= 问题 A =
战舰计数题要求返回的是什么？
= 问题 B =
根据战舰计数题，说明"舰队只能水平或者垂直放置"具体指什么。
= 问题 C =
请从战舰计数题最后一句之后续写下去。

= 正文 =
━━━━━━━━━━━━━━━━
给你一个大小为 m x n 的矩阵 board 表示棋盘，其中，每个单元格可以是一艘战舰 'X' 或者是一个空位 '.' ，返回在棋盘 board 上放置的舰队的数量。舰队只能水平或者垂直放置在 board 上。换句话说，舰队只能按 1 x k （ 1 行， k 列）或 k x 1 （ k …

数组深度优先搜索矩阵

题目描述

给你一个大小为 m x n 的矩阵 board 表示棋盘，其中，每个单元格可以是一艘战舰 'X' 或者是一个空位 '.' ，返回在棋盘 board 上放置的舰队的数量。

舰队只能水平或者垂直放置在 board 上。换句话说，舰队只能按 1 x k（1 行，k 列）或 k x 1（k 行，1 列）的形状放置，其中 k 可以是任意大小。两个舰队之间至少有一个水平或垂直的空格分隔（即没有相邻的舰队）。
━━━━━━━━━━━━━━━━
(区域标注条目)
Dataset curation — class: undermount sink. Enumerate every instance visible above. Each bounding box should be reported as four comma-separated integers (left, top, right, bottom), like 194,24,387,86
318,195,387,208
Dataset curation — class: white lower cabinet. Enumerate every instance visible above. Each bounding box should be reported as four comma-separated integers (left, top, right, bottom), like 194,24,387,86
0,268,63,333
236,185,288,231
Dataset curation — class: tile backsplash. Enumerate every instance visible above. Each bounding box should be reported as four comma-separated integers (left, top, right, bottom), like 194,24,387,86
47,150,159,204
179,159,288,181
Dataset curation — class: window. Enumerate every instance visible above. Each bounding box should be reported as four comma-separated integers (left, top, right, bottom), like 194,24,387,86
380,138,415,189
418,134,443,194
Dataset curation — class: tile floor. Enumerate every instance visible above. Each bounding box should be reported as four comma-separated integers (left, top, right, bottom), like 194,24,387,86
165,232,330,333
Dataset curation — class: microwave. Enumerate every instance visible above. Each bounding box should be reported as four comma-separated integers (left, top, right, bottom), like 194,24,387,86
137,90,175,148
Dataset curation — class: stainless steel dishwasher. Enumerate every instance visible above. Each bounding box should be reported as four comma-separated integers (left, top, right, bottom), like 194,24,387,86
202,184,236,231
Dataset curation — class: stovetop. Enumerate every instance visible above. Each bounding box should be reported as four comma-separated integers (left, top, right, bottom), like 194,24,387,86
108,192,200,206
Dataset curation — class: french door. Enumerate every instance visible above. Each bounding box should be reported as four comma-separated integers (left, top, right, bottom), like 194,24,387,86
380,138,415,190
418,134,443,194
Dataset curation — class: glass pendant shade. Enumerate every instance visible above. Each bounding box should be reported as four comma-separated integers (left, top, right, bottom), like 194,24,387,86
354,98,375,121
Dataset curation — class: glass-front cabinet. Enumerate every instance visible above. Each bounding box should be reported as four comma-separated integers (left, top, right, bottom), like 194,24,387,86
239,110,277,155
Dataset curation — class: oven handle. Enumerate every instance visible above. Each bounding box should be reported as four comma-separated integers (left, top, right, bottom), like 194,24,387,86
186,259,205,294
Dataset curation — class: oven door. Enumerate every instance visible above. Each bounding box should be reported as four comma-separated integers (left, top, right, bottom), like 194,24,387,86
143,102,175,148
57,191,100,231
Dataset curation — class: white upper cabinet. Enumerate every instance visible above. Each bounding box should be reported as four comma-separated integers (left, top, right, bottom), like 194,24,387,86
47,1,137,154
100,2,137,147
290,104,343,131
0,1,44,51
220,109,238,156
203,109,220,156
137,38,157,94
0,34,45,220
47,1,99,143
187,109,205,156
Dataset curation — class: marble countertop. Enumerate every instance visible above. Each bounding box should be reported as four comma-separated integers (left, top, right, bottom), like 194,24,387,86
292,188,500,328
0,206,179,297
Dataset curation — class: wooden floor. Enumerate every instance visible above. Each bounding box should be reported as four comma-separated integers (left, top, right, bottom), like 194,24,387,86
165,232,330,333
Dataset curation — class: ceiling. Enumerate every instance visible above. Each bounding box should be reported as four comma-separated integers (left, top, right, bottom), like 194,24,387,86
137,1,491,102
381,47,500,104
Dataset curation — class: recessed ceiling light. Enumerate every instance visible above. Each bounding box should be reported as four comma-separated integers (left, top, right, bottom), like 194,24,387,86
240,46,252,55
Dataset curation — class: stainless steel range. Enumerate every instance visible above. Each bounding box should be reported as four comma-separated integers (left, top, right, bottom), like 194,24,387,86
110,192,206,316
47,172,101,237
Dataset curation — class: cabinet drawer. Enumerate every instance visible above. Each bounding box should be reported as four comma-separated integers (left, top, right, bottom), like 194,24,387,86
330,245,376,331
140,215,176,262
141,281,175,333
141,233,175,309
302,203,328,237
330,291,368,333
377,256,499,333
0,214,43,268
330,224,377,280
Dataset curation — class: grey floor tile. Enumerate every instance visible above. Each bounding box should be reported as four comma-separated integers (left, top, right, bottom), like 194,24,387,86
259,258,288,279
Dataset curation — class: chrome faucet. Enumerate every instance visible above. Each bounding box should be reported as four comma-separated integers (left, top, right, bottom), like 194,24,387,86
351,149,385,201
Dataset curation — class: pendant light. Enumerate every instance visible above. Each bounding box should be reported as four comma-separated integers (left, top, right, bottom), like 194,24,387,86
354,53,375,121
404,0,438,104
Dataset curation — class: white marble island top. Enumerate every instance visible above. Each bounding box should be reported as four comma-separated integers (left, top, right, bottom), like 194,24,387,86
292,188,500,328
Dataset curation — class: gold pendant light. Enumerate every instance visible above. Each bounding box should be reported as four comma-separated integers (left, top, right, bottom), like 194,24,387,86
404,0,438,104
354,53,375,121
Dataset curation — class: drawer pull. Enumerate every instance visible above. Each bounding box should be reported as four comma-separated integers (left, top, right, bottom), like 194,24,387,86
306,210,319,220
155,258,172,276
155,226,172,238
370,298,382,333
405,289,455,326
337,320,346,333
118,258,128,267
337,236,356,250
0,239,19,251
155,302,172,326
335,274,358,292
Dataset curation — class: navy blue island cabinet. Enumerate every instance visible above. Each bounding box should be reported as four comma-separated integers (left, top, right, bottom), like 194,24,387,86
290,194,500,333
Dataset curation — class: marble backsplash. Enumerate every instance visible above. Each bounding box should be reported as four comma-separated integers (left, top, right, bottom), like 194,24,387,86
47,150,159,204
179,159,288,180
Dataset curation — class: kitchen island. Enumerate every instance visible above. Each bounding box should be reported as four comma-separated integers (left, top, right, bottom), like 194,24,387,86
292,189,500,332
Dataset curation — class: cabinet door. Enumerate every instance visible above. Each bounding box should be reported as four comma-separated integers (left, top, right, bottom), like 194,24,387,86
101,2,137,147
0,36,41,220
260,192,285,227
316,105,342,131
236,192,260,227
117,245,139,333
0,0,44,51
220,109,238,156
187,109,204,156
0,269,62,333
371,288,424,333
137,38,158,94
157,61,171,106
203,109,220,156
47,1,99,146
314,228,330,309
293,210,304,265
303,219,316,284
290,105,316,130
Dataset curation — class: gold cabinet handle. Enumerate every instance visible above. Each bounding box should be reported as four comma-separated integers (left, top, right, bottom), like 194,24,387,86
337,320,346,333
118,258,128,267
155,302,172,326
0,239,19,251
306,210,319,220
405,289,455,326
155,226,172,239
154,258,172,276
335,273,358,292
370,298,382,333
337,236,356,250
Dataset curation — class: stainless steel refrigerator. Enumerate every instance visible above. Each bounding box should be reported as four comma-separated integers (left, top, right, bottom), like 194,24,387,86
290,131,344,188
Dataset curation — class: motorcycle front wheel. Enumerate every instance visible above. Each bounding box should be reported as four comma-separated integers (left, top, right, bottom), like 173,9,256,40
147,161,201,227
━━━━━━━━━━━━━━━━
= 任务结果 A =
返回在棋盘 board 上放置的舰队的数量。

= 任务结果 B =
这句话是说，舰队只能按 1 x k（1 行，k 列）或 k x 1（k 行，1 列）的形状放置，其中 k 可以是任意大小。

= 任务结果 C =
示例 1：

输入：board = [["X",".",".","X"],[".",".",".","X"],[".",".",".","X"]]
输出：2

示例 2：

输入：board = [["."]]
输出：0

提示：

m == board.length
n == board[i].length
1 <= m, n <= 200
board[i][j] 是 '.' 或 'X'

进阶：你可以实现一次扫描算法，并只使用 O(1) 额外空间，并且不修改 board 的值来解决这个问题吗？

lightbulb

解题思路

方法一：直接遍历

我们可以遍历矩阵，找到每个战舰的左上角，即当前位置为 X 且上方和左方都不是 X 的位置，将答案加一。

遍历结束后，返回答案即可。

时间复杂度 $O(m \times n)$ ，其中 $m$ 和 $n$ 分别是矩阵的行数和列数。空间复杂度 $O(1)$ 。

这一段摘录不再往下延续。